··· RECORDS SUPPLIED
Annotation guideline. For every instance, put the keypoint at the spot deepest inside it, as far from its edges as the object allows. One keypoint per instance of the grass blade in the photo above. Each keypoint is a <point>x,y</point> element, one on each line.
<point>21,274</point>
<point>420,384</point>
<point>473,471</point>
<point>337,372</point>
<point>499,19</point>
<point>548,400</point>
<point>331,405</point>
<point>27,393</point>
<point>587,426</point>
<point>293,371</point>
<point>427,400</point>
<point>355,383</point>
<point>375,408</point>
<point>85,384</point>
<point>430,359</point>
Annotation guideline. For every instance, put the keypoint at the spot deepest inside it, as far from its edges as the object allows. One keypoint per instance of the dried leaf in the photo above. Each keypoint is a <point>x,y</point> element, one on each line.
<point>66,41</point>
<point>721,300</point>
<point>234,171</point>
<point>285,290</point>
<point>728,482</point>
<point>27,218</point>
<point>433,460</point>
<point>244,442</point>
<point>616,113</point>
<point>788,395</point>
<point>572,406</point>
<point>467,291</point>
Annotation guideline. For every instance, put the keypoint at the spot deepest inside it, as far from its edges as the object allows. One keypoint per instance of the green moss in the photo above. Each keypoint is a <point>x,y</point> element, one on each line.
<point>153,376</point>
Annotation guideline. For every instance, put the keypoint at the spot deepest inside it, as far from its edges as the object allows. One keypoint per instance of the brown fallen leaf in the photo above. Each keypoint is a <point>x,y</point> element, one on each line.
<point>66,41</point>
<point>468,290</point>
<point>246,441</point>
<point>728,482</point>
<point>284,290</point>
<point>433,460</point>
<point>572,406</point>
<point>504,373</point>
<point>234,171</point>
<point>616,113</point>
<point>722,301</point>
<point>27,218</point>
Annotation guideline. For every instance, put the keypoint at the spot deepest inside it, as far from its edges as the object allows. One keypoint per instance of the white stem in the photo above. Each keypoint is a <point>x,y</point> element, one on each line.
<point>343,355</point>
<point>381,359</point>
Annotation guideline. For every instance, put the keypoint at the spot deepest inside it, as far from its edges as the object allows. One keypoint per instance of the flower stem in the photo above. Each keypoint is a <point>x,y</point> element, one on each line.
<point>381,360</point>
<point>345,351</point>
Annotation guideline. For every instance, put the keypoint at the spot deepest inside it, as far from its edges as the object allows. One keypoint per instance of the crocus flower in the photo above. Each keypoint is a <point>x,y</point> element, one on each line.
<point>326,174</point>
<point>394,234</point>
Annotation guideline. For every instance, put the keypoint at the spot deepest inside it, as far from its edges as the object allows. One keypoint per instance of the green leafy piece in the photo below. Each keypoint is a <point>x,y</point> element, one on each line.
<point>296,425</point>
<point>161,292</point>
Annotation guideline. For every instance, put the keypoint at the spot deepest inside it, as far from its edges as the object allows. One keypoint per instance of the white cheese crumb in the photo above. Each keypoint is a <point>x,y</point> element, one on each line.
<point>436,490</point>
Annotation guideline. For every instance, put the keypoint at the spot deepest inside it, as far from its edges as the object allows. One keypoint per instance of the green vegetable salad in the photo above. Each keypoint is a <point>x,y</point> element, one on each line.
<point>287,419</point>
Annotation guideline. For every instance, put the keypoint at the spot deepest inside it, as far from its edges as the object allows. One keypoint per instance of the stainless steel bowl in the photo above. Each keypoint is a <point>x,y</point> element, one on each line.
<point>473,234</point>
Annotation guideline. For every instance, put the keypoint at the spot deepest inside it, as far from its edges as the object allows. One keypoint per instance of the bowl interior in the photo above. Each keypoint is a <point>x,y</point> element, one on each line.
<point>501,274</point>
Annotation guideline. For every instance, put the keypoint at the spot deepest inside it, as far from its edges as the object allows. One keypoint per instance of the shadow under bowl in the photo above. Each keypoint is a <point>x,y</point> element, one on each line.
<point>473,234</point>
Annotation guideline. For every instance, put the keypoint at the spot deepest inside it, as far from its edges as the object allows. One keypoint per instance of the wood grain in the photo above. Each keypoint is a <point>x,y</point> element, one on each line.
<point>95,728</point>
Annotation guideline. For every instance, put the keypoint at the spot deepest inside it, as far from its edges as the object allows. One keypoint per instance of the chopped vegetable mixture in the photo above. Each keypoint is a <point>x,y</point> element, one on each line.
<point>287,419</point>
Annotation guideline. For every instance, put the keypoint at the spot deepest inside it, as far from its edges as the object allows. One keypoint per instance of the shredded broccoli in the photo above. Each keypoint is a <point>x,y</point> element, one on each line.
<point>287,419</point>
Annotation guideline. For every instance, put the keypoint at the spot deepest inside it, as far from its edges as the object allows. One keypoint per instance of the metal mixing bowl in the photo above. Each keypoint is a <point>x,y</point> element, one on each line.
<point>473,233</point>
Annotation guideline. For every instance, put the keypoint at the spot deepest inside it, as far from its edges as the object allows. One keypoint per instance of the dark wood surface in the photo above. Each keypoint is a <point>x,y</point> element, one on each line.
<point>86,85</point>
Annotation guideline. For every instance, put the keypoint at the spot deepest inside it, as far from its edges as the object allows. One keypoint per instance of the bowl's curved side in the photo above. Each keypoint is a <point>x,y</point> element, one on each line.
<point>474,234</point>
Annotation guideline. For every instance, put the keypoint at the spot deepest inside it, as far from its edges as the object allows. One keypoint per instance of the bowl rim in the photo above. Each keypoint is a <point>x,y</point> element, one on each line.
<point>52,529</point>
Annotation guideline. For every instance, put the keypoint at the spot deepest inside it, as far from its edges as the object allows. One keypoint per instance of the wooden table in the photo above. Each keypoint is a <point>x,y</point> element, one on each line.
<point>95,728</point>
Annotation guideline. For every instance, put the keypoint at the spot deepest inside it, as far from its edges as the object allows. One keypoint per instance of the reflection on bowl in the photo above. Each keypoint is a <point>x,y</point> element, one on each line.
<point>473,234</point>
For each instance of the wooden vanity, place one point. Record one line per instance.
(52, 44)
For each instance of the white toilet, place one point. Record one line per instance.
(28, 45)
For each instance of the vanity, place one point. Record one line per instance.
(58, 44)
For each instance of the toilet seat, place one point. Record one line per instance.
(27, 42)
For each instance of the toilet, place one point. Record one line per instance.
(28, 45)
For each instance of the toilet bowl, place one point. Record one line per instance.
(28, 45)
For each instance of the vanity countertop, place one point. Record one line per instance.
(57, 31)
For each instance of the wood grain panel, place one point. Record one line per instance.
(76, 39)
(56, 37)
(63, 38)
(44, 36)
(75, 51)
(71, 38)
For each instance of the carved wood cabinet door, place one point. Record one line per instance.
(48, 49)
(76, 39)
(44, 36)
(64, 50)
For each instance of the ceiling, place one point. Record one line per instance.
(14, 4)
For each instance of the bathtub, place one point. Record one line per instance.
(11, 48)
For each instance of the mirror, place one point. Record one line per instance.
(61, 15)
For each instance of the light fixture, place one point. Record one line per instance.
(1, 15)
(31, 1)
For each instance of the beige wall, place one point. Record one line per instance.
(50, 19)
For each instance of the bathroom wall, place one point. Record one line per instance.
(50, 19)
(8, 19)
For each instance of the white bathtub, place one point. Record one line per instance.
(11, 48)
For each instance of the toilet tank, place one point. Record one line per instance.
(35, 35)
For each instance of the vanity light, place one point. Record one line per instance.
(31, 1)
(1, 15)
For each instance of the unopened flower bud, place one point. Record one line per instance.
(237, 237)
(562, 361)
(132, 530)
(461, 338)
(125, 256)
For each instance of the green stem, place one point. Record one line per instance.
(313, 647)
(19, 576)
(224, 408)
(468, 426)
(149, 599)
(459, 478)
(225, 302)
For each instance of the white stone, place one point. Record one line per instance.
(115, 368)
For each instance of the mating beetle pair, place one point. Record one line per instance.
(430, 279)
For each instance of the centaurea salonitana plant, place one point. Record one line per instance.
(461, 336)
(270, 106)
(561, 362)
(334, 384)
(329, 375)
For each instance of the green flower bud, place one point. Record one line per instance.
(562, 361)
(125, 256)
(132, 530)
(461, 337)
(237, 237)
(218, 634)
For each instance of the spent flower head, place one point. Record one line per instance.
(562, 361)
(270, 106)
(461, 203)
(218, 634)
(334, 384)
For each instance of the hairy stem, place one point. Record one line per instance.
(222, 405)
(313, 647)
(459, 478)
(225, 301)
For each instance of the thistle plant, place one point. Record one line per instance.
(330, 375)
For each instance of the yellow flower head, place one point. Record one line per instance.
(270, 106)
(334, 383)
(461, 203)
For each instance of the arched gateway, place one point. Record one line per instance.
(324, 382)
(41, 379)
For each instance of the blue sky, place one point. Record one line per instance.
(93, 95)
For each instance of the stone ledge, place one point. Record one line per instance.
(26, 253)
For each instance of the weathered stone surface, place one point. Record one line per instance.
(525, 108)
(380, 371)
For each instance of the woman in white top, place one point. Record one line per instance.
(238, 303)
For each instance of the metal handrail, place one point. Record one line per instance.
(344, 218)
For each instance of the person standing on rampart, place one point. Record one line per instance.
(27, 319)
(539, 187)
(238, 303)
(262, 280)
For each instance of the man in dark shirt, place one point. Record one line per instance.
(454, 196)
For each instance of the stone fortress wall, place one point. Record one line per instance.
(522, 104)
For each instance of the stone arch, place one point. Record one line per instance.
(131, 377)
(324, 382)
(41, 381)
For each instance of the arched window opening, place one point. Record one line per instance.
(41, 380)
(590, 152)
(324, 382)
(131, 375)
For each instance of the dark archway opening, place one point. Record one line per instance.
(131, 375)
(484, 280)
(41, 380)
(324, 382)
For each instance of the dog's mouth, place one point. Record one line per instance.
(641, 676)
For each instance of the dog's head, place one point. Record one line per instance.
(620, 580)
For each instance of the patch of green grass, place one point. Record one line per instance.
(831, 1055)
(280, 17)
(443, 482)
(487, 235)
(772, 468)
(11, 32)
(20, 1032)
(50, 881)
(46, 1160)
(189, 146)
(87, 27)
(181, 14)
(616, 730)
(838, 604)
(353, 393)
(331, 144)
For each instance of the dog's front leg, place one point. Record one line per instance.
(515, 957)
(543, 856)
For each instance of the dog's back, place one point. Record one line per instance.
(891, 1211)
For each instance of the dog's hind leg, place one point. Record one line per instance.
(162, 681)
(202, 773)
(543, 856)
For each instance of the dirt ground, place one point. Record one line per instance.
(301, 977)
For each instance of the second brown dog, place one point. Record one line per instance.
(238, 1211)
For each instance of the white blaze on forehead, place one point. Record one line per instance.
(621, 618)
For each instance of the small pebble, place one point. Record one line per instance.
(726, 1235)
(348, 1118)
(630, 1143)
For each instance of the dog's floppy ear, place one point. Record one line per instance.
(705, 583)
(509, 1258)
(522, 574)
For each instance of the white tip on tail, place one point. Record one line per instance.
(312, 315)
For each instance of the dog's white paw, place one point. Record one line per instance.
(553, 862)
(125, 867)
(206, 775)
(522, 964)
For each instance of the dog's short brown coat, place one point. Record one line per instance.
······
● **WHAT THE EXERCISE ASKS**
Send back exactly the lines from the line with "For each instance of the white tip" through the end of the records.

● **YOUR RESPONSE**
For each instance of the white tip on tail, place one point. Record one line per instance.
(312, 315)
For each instance of the dog's white paw, place one point. Record one line per instance.
(553, 862)
(125, 867)
(206, 775)
(522, 964)
For each instance of the dog's short brown coat, place one point. Record one line per instance.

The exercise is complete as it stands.